## What is expected:
Please express the data below as a JSON list of strings, one string per line, leaving out any blank lines.

## Provided entries:
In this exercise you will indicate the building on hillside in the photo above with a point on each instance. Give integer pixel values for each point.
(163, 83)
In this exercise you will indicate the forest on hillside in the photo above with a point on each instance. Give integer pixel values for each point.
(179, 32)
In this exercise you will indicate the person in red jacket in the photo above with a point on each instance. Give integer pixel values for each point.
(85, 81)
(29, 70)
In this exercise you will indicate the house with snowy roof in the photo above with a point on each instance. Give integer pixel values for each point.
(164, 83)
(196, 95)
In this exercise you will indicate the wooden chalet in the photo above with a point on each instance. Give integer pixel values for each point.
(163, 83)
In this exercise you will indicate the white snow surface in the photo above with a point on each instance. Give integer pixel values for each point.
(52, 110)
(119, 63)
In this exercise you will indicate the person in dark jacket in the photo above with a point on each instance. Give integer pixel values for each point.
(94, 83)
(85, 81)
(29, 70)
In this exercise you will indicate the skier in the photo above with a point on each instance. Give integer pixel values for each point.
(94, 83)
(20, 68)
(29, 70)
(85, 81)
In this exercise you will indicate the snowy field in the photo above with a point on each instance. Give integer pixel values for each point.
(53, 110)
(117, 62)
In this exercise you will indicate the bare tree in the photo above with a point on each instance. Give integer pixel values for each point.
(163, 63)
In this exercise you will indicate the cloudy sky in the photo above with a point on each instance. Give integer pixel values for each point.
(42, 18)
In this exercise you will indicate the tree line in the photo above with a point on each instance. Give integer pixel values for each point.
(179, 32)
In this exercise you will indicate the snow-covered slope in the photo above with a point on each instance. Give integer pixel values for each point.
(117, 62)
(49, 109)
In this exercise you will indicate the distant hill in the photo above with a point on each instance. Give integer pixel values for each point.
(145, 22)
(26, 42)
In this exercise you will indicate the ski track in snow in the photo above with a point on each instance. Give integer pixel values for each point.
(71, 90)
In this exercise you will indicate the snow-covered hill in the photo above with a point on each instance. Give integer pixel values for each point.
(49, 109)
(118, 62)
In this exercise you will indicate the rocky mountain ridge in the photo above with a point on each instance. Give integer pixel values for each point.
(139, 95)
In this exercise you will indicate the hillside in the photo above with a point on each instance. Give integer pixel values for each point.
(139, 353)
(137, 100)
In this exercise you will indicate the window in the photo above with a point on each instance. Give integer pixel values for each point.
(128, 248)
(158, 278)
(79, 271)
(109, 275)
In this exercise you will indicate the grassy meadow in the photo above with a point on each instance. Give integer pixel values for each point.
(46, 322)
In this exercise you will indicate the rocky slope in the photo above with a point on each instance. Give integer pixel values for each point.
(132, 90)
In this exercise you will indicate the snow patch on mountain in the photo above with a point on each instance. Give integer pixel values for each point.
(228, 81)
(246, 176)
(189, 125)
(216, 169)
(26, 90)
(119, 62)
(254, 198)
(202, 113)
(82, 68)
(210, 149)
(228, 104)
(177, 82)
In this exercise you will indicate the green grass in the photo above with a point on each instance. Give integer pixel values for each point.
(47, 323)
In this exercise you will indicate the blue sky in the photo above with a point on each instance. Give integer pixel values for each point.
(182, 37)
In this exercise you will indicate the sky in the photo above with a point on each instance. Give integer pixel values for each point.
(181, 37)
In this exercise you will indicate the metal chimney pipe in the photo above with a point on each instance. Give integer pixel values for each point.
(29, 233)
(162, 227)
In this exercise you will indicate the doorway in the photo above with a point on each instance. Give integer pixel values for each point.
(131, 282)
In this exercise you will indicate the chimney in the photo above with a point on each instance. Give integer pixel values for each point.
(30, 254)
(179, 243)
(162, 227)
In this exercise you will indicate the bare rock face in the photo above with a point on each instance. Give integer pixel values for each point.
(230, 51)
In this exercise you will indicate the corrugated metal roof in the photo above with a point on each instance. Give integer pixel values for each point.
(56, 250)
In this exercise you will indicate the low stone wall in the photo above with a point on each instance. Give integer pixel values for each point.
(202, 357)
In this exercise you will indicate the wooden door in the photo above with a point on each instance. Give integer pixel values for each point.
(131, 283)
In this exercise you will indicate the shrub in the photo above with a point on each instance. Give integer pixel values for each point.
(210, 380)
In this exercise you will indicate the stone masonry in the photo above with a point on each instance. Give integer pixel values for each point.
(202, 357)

## Task solution:
[
  "In this exercise you will indicate the building on hillside in the photo above with a point on each instance. Give integer pixel values for each point.",
  "(163, 83)",
  "In this exercise you will indicate the forest on hillside in the photo above with a point on each instance. Give integer pixel values for each point.",
  "(179, 32)",
  "In this exercise you will indicate the person in red jacket in the photo above with a point on each instance. Give integer pixel values for each point.",
  "(85, 81)",
  "(29, 70)",
  "In this exercise you will indicate the house with snowy roof in the photo above with a point on each instance. Give integer pixel values for each point.",
  "(164, 83)",
  "(196, 95)",
  "In this exercise you will indicate the wooden chalet in the photo above with a point on each instance. Give integer pixel values for each point.",
  "(163, 83)",
  "In this exercise you will indicate the white snow surface in the photo above with a point on each instance. Give integer pixel values for each point.",
  "(52, 110)",
  "(119, 63)",
  "In this exercise you will indicate the person in dark jacket in the photo above with a point on each instance. Give integer pixel values for each point.",
  "(94, 83)",
  "(85, 81)",
  "(29, 70)",
  "In this exercise you will indicate the skier in the photo above with a point on each instance. Give integer pixel values for each point.",
  "(94, 83)",
  "(20, 68)",
  "(29, 70)",
  "(85, 81)",
  "In this exercise you will indicate the snowy field in the photo above with a point on each instance. Give integer pixel values for each point.",
  "(53, 110)",
  "(117, 62)",
  "In this exercise you will indicate the bare tree in the photo above with a point on each instance. Give integer pixel values for each point.",
  "(163, 63)",
  "In this exercise you will indicate the cloudy sky in the photo above with a point on each instance. Give integer pixel values for each point.",
  "(42, 18)",
  "In this exercise you will indicate the tree line in the photo above with a point on each instance. Give integer pixel values for each point.",
  "(179, 32)",
  "In this exercise you will indicate the snow-covered slope in the photo above with a point on each instance. Give integer pixel values for each point.",
  "(117, 62)",
  "(49, 109)",
  "In this exercise you will indicate the distant hill in the photo above with a point on each instance. Give integer pixel values for each point.",
  "(145, 22)",
  "(26, 42)",
  "In this exercise you will indicate the ski track in snow in the photo above with a point on each instance. Give integer pixel values for each point.",
  "(71, 90)",
  "In this exercise you will indicate the snow-covered hill in the photo above with a point on each instance. Give integer pixel values for each point.",
  "(49, 109)",
  "(118, 62)",
  "In this exercise you will indicate the rocky mountain ridge in the photo above with a point on each instance. Give integer pixel values for each point.",
  "(139, 95)",
  "In this exercise you will indicate the hillside in the photo above with a point on each instance. Give integer pixel values for each point.",
  "(139, 353)",
  "(137, 100)",
  "In this exercise you will indicate the window in the photo above with a point on each instance. Give integer pixel values for each point.",
  "(128, 248)",
  "(158, 278)",
  "(79, 271)",
  "(109, 275)",
  "In this exercise you will indicate the grassy meadow in the photo above with a point on each instance. Give integer pixel values for each point.",
  "(46, 322)",
  "In this exercise you will indicate the rocky slope in the photo above with a point on each instance. Give integer pixel values for each point.",
  "(132, 90)",
  "In this exercise you will indicate the snow patch on mountain in the photo above with a point on each instance. Give integer pixel values for each point.",
  "(228, 81)",
  "(246, 176)",
  "(189, 125)",
  "(216, 169)",
  "(26, 90)",
  "(119, 62)",
  "(254, 198)",
  "(202, 113)",
  "(82, 68)",
  "(210, 149)",
  "(228, 104)",
  "(177, 82)",
  "In this exercise you will indicate the green grass in the photo above with a point on each instance. Give integer pixel values for each point.",
  "(47, 323)",
  "In this exercise you will indicate the blue sky in the photo above with a point on each instance. Give integer pixel values for each point.",
  "(182, 37)",
  "In this exercise you will indicate the sky in the photo above with a point on each instance. Give integer pixel values for each point.",
  "(181, 37)",
  "In this exercise you will indicate the metal chimney pipe in the photo above with a point on each instance. Give integer pixel values for each point.",
  "(29, 233)",
  "(162, 227)",
  "In this exercise you will indicate the doorway in the photo above with a point on each instance. Give integer pixel values for each point.",
  "(131, 282)",
  "In this exercise you will indicate the chimney in the photo above with a point on each instance. Give integer pixel values for each point.",
  "(30, 254)",
  "(179, 243)",
  "(162, 227)",
  "In this exercise you will indicate the bare rock face in the photo above with a point on each instance. Give integer pixel values for each point.",
  "(230, 51)",
  "In this exercise you will indicate the corrugated metal roof in the photo above with a point on each instance. Give integer pixel values for each point.",
  "(56, 250)",
  "In this exercise you will indicate the low stone wall in the photo above with a point on each instance. Give integer pixel values for each point.",
  "(202, 357)",
  "In this exercise you will indicate the wooden door in the photo above with a point on each instance. Give integer pixel values for each point.",
  "(131, 283)",
  "In this exercise you will indicate the shrub in the photo above with a point on each instance. Give integer pixel values for each point.",
  "(210, 380)",
  "In this exercise you will indicate the stone masonry in the photo above with a point on each instance. Give integer pixel values for each point.",
  "(202, 357)"
]